## TASK ITEM
Locate the lines of the listing below that hold "column", then copy each of them.

* * * * * * *

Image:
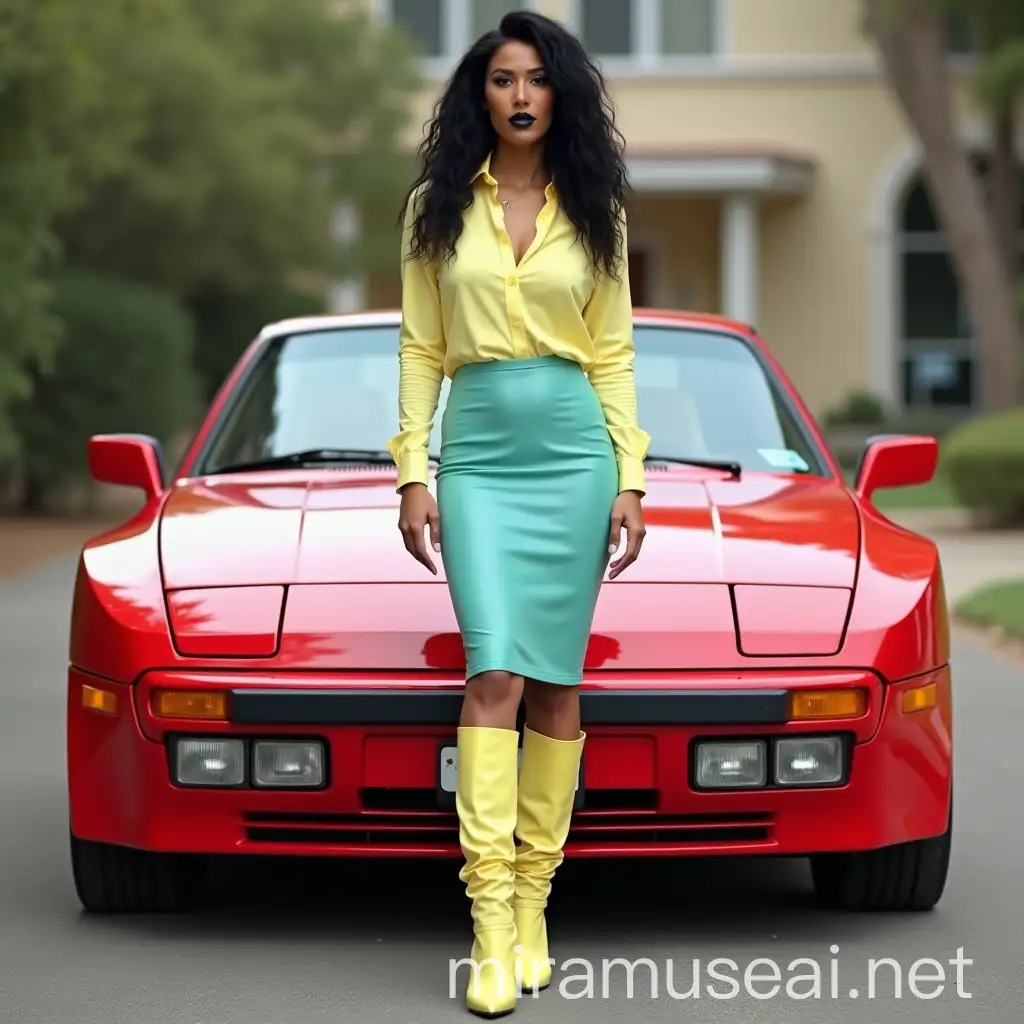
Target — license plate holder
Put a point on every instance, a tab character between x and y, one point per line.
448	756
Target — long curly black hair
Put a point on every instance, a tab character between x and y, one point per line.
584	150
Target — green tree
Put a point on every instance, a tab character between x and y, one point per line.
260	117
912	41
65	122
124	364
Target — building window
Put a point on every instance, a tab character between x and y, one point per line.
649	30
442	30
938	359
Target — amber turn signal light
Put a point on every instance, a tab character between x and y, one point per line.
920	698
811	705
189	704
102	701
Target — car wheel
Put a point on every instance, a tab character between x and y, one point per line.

* * * * * * *

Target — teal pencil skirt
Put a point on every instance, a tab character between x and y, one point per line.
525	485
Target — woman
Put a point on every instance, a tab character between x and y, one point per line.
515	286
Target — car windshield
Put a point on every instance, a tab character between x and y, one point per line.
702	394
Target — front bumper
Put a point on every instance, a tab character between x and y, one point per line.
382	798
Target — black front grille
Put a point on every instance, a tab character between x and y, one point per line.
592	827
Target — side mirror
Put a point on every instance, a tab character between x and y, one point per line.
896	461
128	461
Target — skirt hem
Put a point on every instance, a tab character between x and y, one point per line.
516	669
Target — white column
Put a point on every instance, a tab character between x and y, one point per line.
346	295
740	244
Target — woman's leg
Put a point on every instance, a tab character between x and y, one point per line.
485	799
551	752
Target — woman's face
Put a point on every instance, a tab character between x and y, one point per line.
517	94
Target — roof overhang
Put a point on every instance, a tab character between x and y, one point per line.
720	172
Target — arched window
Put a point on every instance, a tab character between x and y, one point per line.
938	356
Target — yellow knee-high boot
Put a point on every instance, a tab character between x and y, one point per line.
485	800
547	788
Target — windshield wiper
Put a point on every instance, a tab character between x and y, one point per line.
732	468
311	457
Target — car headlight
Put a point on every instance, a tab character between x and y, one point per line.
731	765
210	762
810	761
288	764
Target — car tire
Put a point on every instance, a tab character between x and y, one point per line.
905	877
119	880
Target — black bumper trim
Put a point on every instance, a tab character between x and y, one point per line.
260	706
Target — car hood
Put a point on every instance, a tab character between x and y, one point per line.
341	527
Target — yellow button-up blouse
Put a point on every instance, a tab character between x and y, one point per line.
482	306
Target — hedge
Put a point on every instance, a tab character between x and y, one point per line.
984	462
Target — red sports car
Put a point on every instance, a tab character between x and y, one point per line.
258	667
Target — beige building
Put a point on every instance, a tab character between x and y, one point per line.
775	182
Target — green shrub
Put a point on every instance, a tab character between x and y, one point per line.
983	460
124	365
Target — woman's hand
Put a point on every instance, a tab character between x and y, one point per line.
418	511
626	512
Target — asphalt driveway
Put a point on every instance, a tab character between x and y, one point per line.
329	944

* * * * * * *

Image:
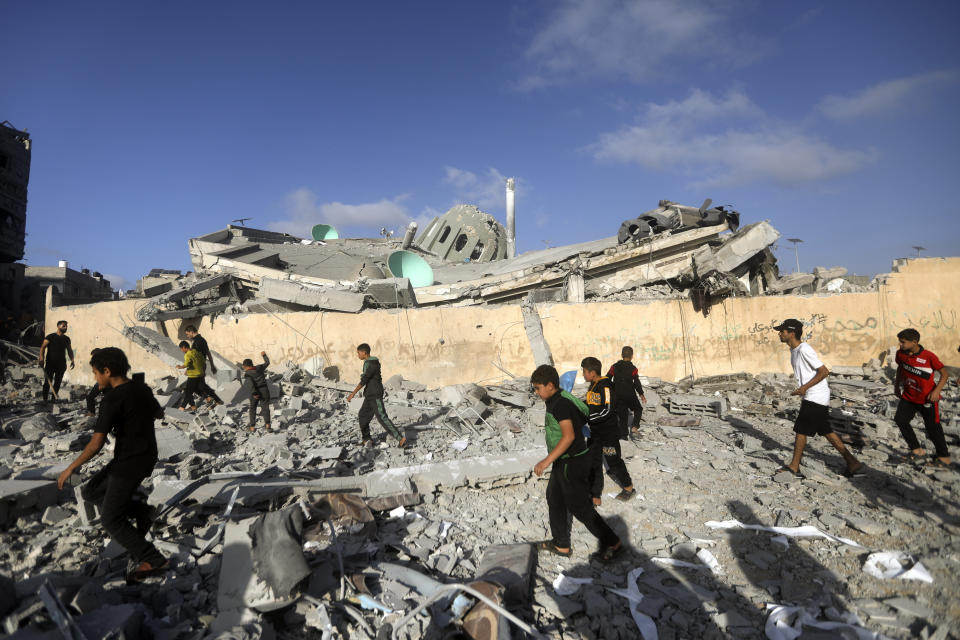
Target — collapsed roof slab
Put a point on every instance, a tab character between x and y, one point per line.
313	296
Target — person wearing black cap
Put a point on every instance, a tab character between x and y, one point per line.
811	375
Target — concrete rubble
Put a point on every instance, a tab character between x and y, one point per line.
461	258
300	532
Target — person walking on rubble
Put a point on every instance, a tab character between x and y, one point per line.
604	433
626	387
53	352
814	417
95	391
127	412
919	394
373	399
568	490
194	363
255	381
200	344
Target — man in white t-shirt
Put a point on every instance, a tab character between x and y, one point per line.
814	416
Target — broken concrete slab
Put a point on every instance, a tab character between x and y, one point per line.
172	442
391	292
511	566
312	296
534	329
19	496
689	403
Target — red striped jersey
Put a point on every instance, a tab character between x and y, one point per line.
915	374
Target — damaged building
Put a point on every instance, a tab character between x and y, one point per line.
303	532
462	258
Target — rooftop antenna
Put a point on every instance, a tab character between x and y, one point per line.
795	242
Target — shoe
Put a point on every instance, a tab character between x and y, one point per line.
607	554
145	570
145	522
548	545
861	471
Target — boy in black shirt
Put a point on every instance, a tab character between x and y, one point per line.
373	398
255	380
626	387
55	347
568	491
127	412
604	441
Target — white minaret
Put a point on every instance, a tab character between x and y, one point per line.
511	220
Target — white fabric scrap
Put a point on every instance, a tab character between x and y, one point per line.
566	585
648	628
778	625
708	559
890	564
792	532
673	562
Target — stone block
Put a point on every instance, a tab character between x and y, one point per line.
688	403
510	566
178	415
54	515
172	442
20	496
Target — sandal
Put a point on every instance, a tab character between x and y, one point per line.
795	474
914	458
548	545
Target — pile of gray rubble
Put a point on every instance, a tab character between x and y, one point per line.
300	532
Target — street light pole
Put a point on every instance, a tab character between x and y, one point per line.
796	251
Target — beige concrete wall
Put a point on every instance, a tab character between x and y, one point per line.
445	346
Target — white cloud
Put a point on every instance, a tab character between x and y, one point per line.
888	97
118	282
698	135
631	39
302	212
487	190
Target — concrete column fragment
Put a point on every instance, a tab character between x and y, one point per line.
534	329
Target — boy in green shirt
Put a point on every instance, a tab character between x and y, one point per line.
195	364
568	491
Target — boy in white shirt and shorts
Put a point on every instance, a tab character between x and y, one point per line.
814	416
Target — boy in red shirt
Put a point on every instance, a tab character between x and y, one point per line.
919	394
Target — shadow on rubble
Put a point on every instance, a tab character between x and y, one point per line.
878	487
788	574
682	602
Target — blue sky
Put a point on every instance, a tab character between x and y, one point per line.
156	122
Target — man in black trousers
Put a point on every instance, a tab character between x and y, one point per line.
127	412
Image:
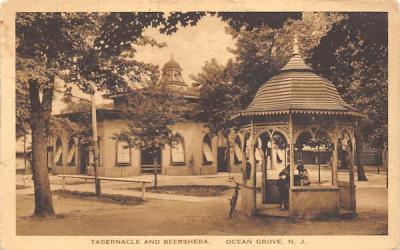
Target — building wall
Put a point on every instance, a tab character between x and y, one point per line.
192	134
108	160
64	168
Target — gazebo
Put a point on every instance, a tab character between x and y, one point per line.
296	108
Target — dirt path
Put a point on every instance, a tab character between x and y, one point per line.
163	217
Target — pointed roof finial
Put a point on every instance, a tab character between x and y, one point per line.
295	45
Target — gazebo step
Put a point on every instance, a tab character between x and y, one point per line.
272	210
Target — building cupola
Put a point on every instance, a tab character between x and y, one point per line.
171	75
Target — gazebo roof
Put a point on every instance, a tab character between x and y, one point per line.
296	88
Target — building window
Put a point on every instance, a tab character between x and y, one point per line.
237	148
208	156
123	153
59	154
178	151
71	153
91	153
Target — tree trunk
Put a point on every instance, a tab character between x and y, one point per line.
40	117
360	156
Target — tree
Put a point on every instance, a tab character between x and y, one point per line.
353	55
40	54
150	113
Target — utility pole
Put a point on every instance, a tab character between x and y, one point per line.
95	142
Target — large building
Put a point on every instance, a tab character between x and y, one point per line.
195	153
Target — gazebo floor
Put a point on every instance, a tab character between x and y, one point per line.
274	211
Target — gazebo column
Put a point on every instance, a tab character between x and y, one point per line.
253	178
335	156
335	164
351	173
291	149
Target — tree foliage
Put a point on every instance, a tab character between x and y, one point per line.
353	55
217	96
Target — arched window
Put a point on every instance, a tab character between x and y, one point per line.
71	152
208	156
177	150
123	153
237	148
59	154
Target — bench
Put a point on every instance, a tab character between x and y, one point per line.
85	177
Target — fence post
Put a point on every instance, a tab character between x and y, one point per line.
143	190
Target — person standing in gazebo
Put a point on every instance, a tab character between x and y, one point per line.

* * * * * * *

## REPLY TO THE TASK
Target — white column
Target — concrete column fragment
Target — gazebo column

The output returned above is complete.